→ Текст

******

Русские Вопросы 1997-2005
Шрифт:
Сейчас, кажется, никаких особенных юбилеев с Клюевым не связано, да и нет у меня уверенности, что он наконец-то хорошо издан в нынешней России. Но появился прекрасный повод поговорить о поэте в связи с недавним выходом книги Константина Азадовского "Жизнь Николая Клюева" (издание журнала "Звезда", тираж 3000 экземпляров). К книге приложены кое-какие стихи Клюева; подборка стихов не производит сильного впечатления, хотя есть в ней как бы настоящий Клюев.
А вот самого настоящего нет. Скажем, такого стихотворения:
О скопчество - венец, золотоглавый град,
Где ангелы пятой мнут плоти виноград,
Где площадь - небеса, созвездия - базар,
И Вечность сторожит диковинный товар:
Могущество, Любовь и Зеркало веков,
В чьи глуби смотрит Бог, как рыбарь на улов!
О скопчество - страна, где бурый колчедан
Буравит ливней клюв, сквозь хмару и туман,
Где дятел-Маята долбит народов ствол
И Оспа с Колтуном навастривают кол,
Чтобы вонзить его в богоневестный зад
Вселенной матери и чаше всех услад!
И так далее. Мы сегодня много еще будем цитировать Клюева. Ведь что в нем самое интересное? Не то, что он был крестьянский поэт, вылезший из Олонецкой избы, этакий гениальный самоучка, - а то, что он обладал свойствами, скажем так, перекультуренного человека. Короче и проще говоря, он был гомосексуалистом. Это важнейшая черта в установлении генезиса Клюева. Конечно, он стал бы поэтом и без этого интересного сдвига - таким, как, скажем, Клычков или Ширяевец, - но Клюевым, каким мы его знаем, он бы не был. Да возьмем крестьянского поэта номер 2 (для кого и первый номер) - Есенина. К. Азадовский в одной из глав своей книги наконец-то коснулся темы клюевского гомосексуализма и влюбленности его в Есенина - но пресловутого "Сереженьку" всё-таки пощадил: написал, что Есенин с негодованием отвергал приставания Клюева. А ведь и не всегда отвергал, о чем существуют недвусмысленные записи в дневнике литературного критика Чернявского, приводимые в эмигрантском двухтомнике Клюева - очень ценном издании, вышедшим под редакцией профессоров Бориса Филиппова и Глеба Струве. В библиографии, приложенной к книге Азадовского, указаны новейшие постсоветские издания Клюева, но с такой полнотой, как Филиппов и Струве, его еще на родине не издавали.

******

→ Задание
Воспроизведите дословно фрагмент текста о Клюеве от «О скопчество - страна, где» до «чаше всех услад!» включительно.

→ Исходные данные

******

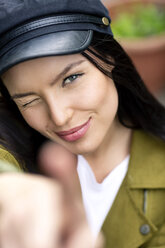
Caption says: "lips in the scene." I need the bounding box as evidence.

******

→ Ответ
О скопчество - страна, где бурый колчедан
Буравит ливней клюв, сквозь хмару и туман,
Где дятел-Маята долбит народов ствол
И Оспа с Колтуном навастривают кол,
Чтобы вонзить его в богоневестный зад
Вселенной матери и чаше всех услад!